Requirement — Lines with the string "image" are to be identified in the listing and copied.

Provided material —
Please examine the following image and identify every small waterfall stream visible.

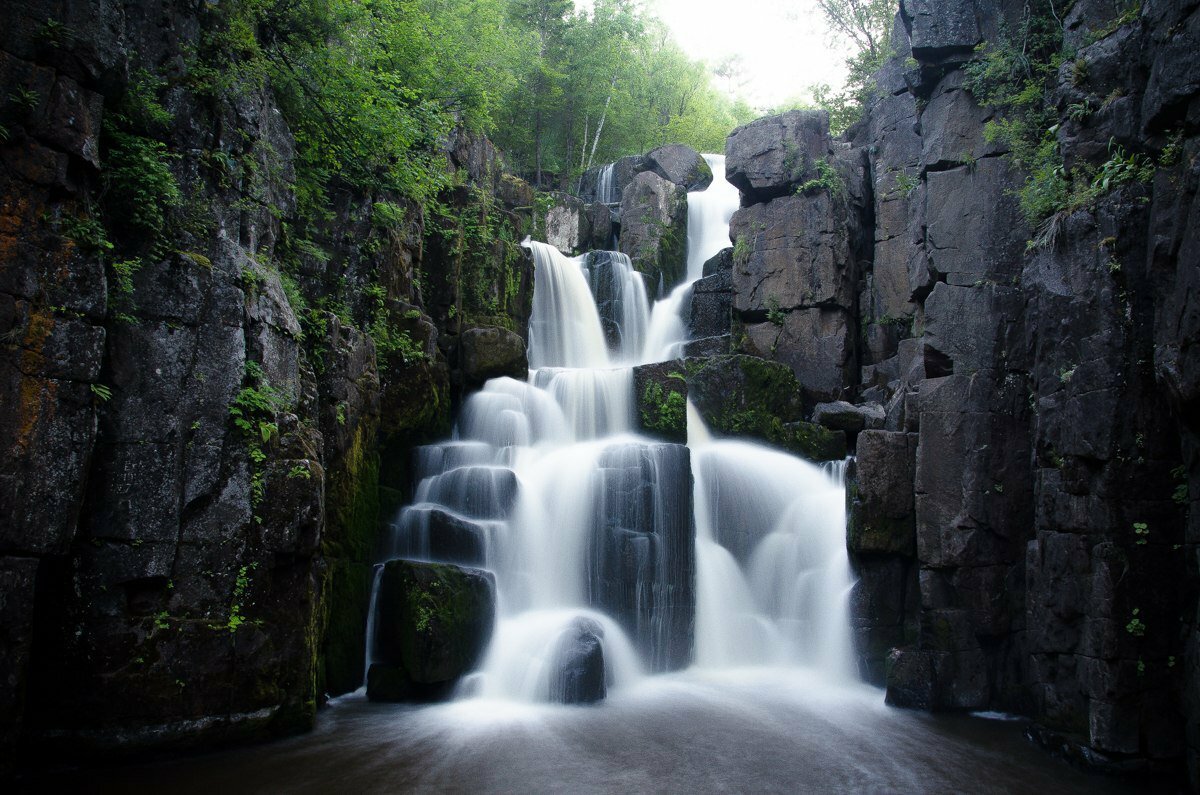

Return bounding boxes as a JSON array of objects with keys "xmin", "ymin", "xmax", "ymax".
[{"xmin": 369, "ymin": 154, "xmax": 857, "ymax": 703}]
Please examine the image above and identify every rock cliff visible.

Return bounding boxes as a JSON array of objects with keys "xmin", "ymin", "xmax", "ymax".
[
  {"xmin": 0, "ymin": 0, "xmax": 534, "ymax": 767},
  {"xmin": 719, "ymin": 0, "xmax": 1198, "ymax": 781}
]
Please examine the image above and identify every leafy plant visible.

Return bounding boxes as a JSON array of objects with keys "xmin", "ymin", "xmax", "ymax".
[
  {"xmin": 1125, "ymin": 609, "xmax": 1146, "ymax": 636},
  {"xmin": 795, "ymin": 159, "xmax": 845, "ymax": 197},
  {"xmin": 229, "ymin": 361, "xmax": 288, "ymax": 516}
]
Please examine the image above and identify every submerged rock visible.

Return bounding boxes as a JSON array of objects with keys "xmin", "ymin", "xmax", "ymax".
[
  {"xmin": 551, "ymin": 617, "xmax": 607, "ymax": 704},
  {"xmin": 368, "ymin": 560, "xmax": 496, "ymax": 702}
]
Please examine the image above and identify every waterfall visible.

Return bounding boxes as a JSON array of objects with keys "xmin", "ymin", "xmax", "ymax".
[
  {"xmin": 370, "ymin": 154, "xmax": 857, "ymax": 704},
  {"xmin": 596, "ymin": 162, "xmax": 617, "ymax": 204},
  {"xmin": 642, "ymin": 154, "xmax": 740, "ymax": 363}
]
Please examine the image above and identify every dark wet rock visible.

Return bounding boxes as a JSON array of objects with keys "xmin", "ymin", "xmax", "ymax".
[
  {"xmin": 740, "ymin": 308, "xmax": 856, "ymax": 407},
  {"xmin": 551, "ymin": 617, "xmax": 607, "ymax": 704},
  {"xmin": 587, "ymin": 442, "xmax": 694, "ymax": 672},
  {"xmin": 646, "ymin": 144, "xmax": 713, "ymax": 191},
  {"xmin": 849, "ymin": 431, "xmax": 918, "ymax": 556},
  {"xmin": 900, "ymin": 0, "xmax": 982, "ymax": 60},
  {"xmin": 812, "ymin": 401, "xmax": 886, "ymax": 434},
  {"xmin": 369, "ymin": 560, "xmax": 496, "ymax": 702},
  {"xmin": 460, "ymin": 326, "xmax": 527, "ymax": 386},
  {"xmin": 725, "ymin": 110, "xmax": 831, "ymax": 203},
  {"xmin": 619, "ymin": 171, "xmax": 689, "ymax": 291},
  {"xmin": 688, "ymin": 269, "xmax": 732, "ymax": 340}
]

Response below —
Please examine the following image and identify every small waterfall stream visible.
Please examine the image above and identify every rock cliff visible.
Please examine the image above and identify every leafy plant visible.
Please examine the image above and identify every submerged rock visible.
Please examine the image above and identify every waterfall visible.
Please examine the image above and identify every dark wet rock visible.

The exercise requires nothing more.